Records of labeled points

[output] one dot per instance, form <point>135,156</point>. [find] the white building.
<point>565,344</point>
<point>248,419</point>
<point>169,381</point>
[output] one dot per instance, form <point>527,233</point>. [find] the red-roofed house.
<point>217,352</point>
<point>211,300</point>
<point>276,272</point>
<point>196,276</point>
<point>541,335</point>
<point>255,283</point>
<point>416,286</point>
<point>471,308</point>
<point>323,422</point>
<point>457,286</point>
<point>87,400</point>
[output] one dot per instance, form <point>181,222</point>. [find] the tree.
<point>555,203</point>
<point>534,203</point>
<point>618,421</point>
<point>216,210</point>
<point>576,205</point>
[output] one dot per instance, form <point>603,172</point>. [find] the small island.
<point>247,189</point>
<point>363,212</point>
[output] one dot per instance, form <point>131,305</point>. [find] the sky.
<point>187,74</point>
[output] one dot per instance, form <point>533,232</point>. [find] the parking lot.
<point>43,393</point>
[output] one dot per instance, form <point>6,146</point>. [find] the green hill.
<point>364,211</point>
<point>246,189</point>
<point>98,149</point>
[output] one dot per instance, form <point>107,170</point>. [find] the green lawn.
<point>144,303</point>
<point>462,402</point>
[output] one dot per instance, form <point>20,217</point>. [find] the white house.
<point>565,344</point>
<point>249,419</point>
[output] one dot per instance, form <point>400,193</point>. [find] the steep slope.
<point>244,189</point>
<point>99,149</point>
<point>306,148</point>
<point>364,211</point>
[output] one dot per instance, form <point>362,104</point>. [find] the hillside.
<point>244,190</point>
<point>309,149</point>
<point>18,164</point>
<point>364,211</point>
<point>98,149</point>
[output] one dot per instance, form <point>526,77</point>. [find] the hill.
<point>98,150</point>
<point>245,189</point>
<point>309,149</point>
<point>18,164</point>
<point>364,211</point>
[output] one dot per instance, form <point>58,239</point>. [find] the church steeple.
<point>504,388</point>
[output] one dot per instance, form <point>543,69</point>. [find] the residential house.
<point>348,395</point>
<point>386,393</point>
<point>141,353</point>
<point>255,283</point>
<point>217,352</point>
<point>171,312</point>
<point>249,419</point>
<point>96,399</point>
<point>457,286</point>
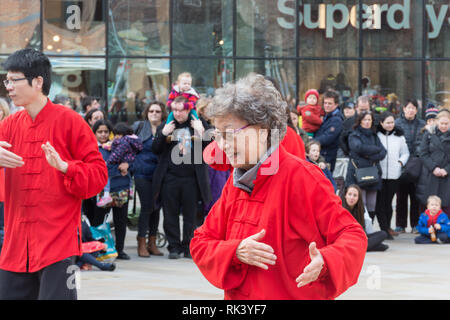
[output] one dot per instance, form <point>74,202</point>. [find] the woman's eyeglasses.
<point>228,134</point>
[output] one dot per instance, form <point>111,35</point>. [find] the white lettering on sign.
<point>397,16</point>
<point>74,20</point>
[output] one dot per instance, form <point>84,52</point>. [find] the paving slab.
<point>405,271</point>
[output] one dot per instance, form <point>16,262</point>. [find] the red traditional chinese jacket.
<point>43,205</point>
<point>296,206</point>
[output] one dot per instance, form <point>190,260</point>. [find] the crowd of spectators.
<point>411,156</point>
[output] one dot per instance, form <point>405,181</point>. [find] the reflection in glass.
<point>139,27</point>
<point>19,25</point>
<point>328,29</point>
<point>396,79</point>
<point>392,29</point>
<point>438,83</point>
<point>263,31</point>
<point>202,27</point>
<point>341,76</point>
<point>74,27</point>
<point>207,74</point>
<point>75,77</point>
<point>438,13</point>
<point>282,71</point>
<point>133,83</point>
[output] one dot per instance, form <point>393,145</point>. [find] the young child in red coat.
<point>183,87</point>
<point>312,114</point>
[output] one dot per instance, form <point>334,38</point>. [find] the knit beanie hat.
<point>314,92</point>
<point>431,113</point>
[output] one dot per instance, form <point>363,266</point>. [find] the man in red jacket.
<point>52,162</point>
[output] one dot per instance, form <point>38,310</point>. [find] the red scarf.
<point>432,219</point>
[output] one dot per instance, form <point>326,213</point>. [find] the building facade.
<point>132,50</point>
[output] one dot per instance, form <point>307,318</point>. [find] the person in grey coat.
<point>394,142</point>
<point>435,154</point>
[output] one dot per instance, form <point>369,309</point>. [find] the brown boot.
<point>142,250</point>
<point>152,248</point>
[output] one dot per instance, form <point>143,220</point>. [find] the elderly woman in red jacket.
<point>278,231</point>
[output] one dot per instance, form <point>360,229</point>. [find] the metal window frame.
<point>298,59</point>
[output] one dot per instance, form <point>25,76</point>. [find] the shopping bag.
<point>104,231</point>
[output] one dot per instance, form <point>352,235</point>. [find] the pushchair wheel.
<point>161,240</point>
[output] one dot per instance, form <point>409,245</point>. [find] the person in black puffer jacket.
<point>411,126</point>
<point>435,154</point>
<point>366,150</point>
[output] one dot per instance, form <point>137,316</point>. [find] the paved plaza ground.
<point>406,271</point>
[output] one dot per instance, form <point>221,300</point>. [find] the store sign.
<point>397,15</point>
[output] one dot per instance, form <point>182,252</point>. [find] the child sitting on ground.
<point>124,148</point>
<point>434,224</point>
<point>312,114</point>
<point>183,87</point>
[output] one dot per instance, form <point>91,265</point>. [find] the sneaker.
<point>104,201</point>
<point>123,256</point>
<point>400,230</point>
<point>109,267</point>
<point>174,255</point>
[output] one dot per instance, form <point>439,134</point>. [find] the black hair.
<point>32,64</point>
<point>358,210</point>
<point>413,102</point>
<point>86,101</point>
<point>91,112</point>
<point>385,115</point>
<point>123,129</point>
<point>361,116</point>
<point>102,122</point>
<point>331,94</point>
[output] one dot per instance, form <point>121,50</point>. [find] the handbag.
<point>411,170</point>
<point>366,177</point>
<point>104,231</point>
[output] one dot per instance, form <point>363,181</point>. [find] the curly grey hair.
<point>253,99</point>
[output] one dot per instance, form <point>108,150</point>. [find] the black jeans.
<point>405,190</point>
<point>120,216</point>
<point>149,216</point>
<point>179,193</point>
<point>54,282</point>
<point>383,209</point>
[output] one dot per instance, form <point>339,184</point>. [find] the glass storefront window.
<point>207,74</point>
<point>202,27</point>
<point>263,31</point>
<point>19,25</point>
<point>387,81</point>
<point>282,71</point>
<point>132,83</point>
<point>438,83</point>
<point>139,28</point>
<point>392,29</point>
<point>322,75</point>
<point>328,29</point>
<point>74,27</point>
<point>75,77</point>
<point>438,28</point>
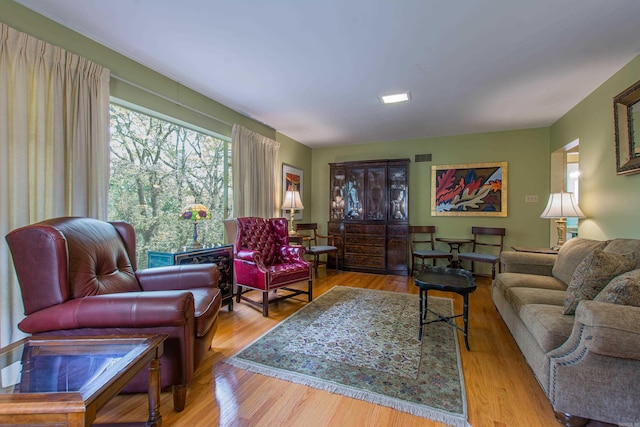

Stated goal
Format every line of the listing above as a numbered list, skipping blank lines. Leave the pictures out.

The completed task
1. [output] one dot per instance, form <point>135,156</point>. [find] the white building.
2. <point>565,344</point>
3. <point>248,419</point>
4. <point>169,381</point>
5. [output] one dot per instance, form <point>527,233</point>. [find] the red-roofed house.
6. <point>217,352</point>
7. <point>211,300</point>
8. <point>276,272</point>
9. <point>196,276</point>
10. <point>541,335</point>
11. <point>255,283</point>
12. <point>416,286</point>
13. <point>471,308</point>
14. <point>323,422</point>
15. <point>457,286</point>
16. <point>87,400</point>
17. [output] one dot per instance, form <point>181,222</point>. [find] the tree.
18. <point>555,203</point>
19. <point>534,203</point>
20. <point>618,421</point>
21. <point>216,210</point>
22. <point>576,205</point>
23. [output] one dot per instance, form <point>603,172</point>. [find] the small island.
24. <point>247,189</point>
25. <point>363,212</point>
26. [output] one dot per instance, form <point>131,305</point>. [find] the sky.
27. <point>187,74</point>
28. [output] one dot per instance, form <point>533,232</point>. [find] the parking lot.
29. <point>43,393</point>
30. [output] one dot per instance, form <point>6,146</point>. [find] the green hill.
31. <point>364,211</point>
32. <point>246,189</point>
33. <point>98,149</point>
34. [output] one dot per instance, form <point>107,170</point>. [find] the green lawn.
35. <point>144,303</point>
36. <point>462,402</point>
37. [output] one dot per instance, form <point>20,217</point>. [find] the white house.
38. <point>565,344</point>
39. <point>249,419</point>
40. [output] one dot per instance, form <point>400,193</point>. [find] the steep slope.
41. <point>244,189</point>
42. <point>99,149</point>
43. <point>306,148</point>
44. <point>364,211</point>
45. [output] one dot per instance, form <point>362,104</point>. [find] the hillside.
46. <point>244,190</point>
47. <point>309,149</point>
48. <point>18,164</point>
49. <point>364,211</point>
50. <point>98,149</point>
51. [output] one dot per instance, form <point>526,77</point>. [find] the hill.
52. <point>98,150</point>
53. <point>245,189</point>
54. <point>309,149</point>
55. <point>18,164</point>
56. <point>364,211</point>
57. [output] one dot per instance, form <point>58,239</point>. [find] the church steeple.
58. <point>504,388</point>
59. [output] one dot per instance, form <point>543,69</point>. [find] the residential house.
60. <point>348,395</point>
61. <point>386,393</point>
62. <point>141,353</point>
63. <point>255,283</point>
64. <point>217,352</point>
65. <point>171,312</point>
66. <point>249,419</point>
67. <point>96,399</point>
68. <point>457,286</point>
69. [output] one dot per instance, form <point>74,202</point>. [find] the woman's eyeglasses.
70. <point>228,134</point>
71. [output] one dot per instance, form <point>111,35</point>. [find] the white lettering on sign.
72. <point>397,16</point>
73. <point>74,20</point>
74. [output] one dot per instance, form <point>84,52</point>. [find] the paving slab.
75. <point>405,271</point>
76. [output] one dot per instance, form <point>16,262</point>. [find] the red traditional chinese jacket.
77. <point>43,205</point>
78. <point>296,206</point>
79. [output] one dot per instance, form <point>190,260</point>. [find] the crowd of spectators.
80. <point>411,156</point>
81. [output] one dot per instance, form <point>405,181</point>. [find] the reflection in glass.
82. <point>139,27</point>
83. <point>19,25</point>
84. <point>328,29</point>
85. <point>396,79</point>
86. <point>392,29</point>
87. <point>438,83</point>
88. <point>263,31</point>
89. <point>202,27</point>
90. <point>341,76</point>
91. <point>74,27</point>
92. <point>207,74</point>
93. <point>75,77</point>
94. <point>438,13</point>
95. <point>282,71</point>
96. <point>133,83</point>
97. [output] one dot per instance, form <point>393,145</point>. [find] the young child in red coat.
98. <point>183,87</point>
99. <point>312,114</point>
100. [output] one dot per instance, form <point>334,38</point>. [find] the knit beanie hat.
101. <point>314,92</point>
102. <point>431,113</point>
103. [output] one dot per instance, form <point>363,266</point>. [find] the man in red jacket.
104. <point>52,162</point>
105. [output] one dot per instance, form <point>38,310</point>. [find] the red scarf.
106. <point>432,219</point>
107. [output] one dot per instance, form <point>326,213</point>. [find] the building facade.
108. <point>132,50</point>
109. [output] one dot per instance, form <point>307,318</point>. [find] the person in grey coat.
110. <point>394,142</point>
111. <point>435,154</point>
112. [output] one dot per instance, form <point>369,309</point>. [find] the brown boot.
113. <point>142,250</point>
114. <point>152,248</point>
115. [output] one dot per instance, form <point>143,220</point>. [find] the elderly woman in red jacket.
116. <point>278,231</point>
117. [output] one dot per instance, form <point>360,229</point>. [find] the metal window frame.
118. <point>298,59</point>
119. [output] one dot per instance, form <point>25,76</point>. [find] the shopping bag.
120. <point>104,231</point>
121. [output] one dot per instance, form <point>352,235</point>. [find] the pushchair wheel.
122. <point>161,240</point>
123. [output] one dot per instance, form <point>409,245</point>. [find] the person in black puffer jacket.
124. <point>411,126</point>
125. <point>435,154</point>
126. <point>366,150</point>
127. [output] one dot per instance, form <point>137,316</point>. [find] the paved plaza ground.
128. <point>406,271</point>
129. [output] one dot per instance, form <point>221,300</point>. [find] the store sign.
130. <point>397,15</point>
131. [output] one dot per instance, form <point>182,252</point>. [find] the child sitting on ground.
132. <point>124,148</point>
133. <point>434,224</point>
134. <point>312,114</point>
135. <point>183,87</point>
136. [output] one dot per instance, form <point>91,265</point>. [find] the sneaker.
137. <point>104,201</point>
138. <point>123,256</point>
139. <point>400,230</point>
140. <point>109,267</point>
141. <point>174,255</point>
142. [output] one dot per instance, form <point>439,134</point>. [find] the black hair.
143. <point>32,64</point>
144. <point>358,210</point>
145. <point>413,102</point>
146. <point>86,101</point>
147. <point>91,112</point>
148. <point>385,115</point>
149. <point>123,129</point>
150. <point>361,116</point>
151. <point>102,122</point>
152. <point>331,94</point>
153. [output] one dot per instance, form <point>121,50</point>. [find] the handbag.
154. <point>411,170</point>
155. <point>366,177</point>
156. <point>104,231</point>
157. [output] one dot per instance, form <point>363,181</point>. [find] the curly grey hair.
158. <point>253,99</point>
159. [output] one dot per instance, form <point>108,150</point>. [find] the black jeans.
160. <point>405,190</point>
161. <point>120,216</point>
162. <point>149,216</point>
163. <point>179,193</point>
164. <point>54,282</point>
165. <point>383,209</point>
166. [output] one dot per instance, form <point>339,184</point>. [find] the glass storefront window.
167. <point>207,74</point>
168. <point>202,27</point>
169. <point>263,31</point>
170. <point>19,25</point>
171. <point>387,81</point>
172. <point>282,71</point>
173. <point>132,83</point>
174. <point>438,83</point>
175. <point>139,28</point>
176. <point>392,29</point>
177. <point>322,75</point>
178. <point>328,29</point>
179. <point>74,27</point>
180. <point>75,77</point>
181. <point>438,28</point>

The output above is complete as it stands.